What is needed:
From the data below, copy every line that contains the word "rice" and leave out all other lines.

The input:
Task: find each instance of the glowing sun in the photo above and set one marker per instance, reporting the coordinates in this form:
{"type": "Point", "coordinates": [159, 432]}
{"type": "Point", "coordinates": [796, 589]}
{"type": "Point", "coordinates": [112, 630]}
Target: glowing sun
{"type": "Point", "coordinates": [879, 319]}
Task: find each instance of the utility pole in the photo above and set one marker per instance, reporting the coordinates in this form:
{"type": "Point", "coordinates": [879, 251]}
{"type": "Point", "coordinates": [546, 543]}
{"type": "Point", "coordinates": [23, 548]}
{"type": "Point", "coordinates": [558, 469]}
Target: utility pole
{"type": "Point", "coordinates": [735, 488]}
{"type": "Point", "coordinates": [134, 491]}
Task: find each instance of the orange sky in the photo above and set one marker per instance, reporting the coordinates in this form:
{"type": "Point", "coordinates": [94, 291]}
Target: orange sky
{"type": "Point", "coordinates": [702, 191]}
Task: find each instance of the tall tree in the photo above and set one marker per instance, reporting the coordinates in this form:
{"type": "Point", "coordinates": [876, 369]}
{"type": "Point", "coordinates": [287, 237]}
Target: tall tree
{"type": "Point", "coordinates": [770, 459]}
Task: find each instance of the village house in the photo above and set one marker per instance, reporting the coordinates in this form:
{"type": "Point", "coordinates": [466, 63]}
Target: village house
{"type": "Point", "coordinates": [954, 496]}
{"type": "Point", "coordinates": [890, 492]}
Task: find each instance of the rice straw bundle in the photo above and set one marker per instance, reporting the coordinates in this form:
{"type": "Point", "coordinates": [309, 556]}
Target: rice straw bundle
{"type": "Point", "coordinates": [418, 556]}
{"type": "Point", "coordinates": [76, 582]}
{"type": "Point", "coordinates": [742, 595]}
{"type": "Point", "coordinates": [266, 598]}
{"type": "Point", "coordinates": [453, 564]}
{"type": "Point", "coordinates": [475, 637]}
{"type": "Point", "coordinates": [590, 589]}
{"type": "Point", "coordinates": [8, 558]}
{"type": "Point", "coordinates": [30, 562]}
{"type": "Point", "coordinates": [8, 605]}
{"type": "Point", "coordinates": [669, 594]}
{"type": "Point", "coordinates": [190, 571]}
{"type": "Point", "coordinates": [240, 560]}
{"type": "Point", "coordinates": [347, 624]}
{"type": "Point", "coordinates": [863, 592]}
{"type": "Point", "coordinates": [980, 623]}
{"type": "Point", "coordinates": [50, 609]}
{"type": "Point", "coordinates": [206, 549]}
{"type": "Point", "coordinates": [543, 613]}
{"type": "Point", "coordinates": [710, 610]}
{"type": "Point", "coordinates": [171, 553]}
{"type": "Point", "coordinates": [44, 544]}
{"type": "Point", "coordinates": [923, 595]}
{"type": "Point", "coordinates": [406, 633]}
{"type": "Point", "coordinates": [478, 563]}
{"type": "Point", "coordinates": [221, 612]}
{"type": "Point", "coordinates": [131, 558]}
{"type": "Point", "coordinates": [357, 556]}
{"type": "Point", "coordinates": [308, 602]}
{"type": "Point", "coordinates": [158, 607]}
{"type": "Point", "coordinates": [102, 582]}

Reply to the task:
Task: find each instance of the rice straw bundle in the photo above and set one marker per instance, reporting the coordinates in this form:
Target: rice straw bundle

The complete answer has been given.